### [Records for the task]
■ ■ ■ ■ ■

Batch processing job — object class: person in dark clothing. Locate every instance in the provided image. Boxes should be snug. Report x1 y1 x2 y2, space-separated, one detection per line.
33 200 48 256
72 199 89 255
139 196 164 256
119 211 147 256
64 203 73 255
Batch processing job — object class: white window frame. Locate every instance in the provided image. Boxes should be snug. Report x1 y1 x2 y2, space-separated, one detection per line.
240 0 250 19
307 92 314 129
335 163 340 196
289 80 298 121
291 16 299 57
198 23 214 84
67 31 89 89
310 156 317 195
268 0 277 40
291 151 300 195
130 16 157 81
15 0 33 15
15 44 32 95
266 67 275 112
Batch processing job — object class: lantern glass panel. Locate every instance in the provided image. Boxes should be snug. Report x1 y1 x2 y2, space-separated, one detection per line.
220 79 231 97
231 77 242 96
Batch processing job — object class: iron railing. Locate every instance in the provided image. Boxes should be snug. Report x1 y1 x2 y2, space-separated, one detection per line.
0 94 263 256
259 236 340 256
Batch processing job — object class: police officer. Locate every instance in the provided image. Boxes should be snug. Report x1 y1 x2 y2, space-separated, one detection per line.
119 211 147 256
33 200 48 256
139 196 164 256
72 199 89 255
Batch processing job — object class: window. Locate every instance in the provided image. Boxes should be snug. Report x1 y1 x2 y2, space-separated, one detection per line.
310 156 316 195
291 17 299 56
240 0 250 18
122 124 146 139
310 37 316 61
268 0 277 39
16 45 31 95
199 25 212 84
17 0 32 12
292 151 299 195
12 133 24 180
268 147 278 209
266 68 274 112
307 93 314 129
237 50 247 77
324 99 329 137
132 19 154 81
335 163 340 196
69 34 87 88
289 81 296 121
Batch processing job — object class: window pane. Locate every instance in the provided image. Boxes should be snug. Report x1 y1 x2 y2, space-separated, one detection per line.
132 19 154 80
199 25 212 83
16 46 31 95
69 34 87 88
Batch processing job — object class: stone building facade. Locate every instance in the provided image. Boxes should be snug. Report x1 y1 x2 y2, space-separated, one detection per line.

■ ■ ■ ■ ■

### [Stated goal]
Rewrite all the records above with every "snug" changed to "tight" and the rest unchanged.

### [Final answer]
Batch processing job — object class: person in dark clothing. Locate every instance in the provided image. Boxes should be tight. Report x1 y1 x2 y2, space-separated, one detection per line.
33 200 48 256
72 199 89 255
139 196 164 256
119 211 147 256
64 203 73 255
Batch processing job — object class: white window frame. Locate every instance in the provided image. Boxes should be tight. Report x1 y1 x2 y2, space-separated, one detection per line.
240 0 250 19
307 92 314 129
335 163 340 196
289 80 298 121
291 16 299 57
198 23 214 84
67 31 89 89
310 156 317 195
268 0 277 40
291 151 300 195
130 16 157 81
15 0 33 15
15 44 32 95
266 67 275 112
Batch processing job — object class: lantern glass panel. Locate every instance in the provided image. Boxes should be tight. Report x1 y1 x2 y2, space-separated, one detection per line.
220 79 231 97
231 77 242 96
Batch processing job — object class: iron railing. Locate every instance in the provided image. Boxes should be tight. Report x1 y1 x2 y2, space-separated, one detection per line.
0 94 263 256
259 236 340 256
Batch processing job — object class: police officer. Locate every instance in the provided image. Boxes should be tight. Report x1 y1 x2 y2, space-separated, one detection per line.
119 211 147 256
33 200 48 256
139 196 164 256
72 199 89 255
Batch processing job — object class: window. Locate every instance in the provided image. Boxes should be tight. Report x1 y1 x2 y2, space-separated, one detection per line.
310 156 316 195
291 17 299 56
240 0 250 18
122 124 146 139
310 37 316 61
268 0 277 39
16 45 31 95
199 25 212 84
17 0 32 12
292 151 299 195
12 133 24 180
268 147 278 209
266 68 274 112
307 93 314 129
237 50 247 77
324 99 329 137
132 19 154 81
335 163 340 196
69 34 87 88
289 81 296 121
Batch processing job — object class: window pane. Locate every instance in the provided image. Boxes should be tight. Report x1 y1 x2 y2, space-separated, one detection per line.
132 19 154 80
199 25 212 83
16 46 31 95
69 34 87 88
Batch processing job — object class: stone building facade. Locate every instance in the provided image. Boxes should be tight. Report x1 y1 x2 y2, space-separated, one detection per line.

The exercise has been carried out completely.